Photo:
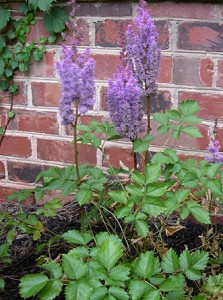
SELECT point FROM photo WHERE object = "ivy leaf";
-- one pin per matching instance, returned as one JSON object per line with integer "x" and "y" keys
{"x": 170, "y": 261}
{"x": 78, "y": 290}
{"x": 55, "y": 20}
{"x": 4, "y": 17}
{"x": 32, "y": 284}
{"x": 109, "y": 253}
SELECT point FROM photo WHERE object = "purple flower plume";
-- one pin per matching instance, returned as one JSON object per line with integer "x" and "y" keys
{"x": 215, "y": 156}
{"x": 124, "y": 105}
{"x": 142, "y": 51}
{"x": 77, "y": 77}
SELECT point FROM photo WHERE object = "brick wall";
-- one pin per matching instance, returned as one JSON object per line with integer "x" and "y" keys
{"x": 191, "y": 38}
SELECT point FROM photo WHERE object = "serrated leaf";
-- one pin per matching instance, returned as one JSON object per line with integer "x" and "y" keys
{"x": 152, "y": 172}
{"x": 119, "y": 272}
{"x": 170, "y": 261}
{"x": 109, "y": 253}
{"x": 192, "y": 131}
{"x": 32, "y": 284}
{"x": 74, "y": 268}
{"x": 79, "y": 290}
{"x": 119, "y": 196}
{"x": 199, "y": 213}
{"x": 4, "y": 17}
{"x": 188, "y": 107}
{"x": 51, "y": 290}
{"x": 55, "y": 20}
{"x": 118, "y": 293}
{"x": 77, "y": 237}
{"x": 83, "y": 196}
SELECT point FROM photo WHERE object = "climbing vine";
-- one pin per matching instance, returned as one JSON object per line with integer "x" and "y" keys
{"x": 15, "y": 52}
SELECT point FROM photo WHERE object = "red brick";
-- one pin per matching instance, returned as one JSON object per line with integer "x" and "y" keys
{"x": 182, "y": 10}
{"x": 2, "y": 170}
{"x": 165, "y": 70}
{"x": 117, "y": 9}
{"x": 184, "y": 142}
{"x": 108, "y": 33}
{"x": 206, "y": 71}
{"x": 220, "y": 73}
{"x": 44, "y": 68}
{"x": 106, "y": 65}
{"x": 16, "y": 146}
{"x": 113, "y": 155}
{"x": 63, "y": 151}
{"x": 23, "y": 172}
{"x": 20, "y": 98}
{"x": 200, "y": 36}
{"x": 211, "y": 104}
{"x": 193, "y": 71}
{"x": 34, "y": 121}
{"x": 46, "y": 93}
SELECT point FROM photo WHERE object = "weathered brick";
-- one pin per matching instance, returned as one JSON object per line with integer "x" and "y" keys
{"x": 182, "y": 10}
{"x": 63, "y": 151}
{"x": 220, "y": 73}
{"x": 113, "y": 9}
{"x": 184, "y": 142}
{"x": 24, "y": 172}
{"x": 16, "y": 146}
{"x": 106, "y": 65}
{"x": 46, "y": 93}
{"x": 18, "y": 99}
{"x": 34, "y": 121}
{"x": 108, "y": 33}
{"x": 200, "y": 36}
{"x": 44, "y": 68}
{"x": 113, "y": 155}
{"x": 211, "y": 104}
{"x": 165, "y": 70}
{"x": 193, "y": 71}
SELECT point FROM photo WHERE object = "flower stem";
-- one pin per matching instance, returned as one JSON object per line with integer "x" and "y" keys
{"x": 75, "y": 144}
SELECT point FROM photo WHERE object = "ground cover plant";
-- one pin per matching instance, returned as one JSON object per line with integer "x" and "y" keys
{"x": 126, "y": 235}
====
## Problem to work on
Tally the lines in the items above that contain the string "point". Give only the number.

## Finished answer
9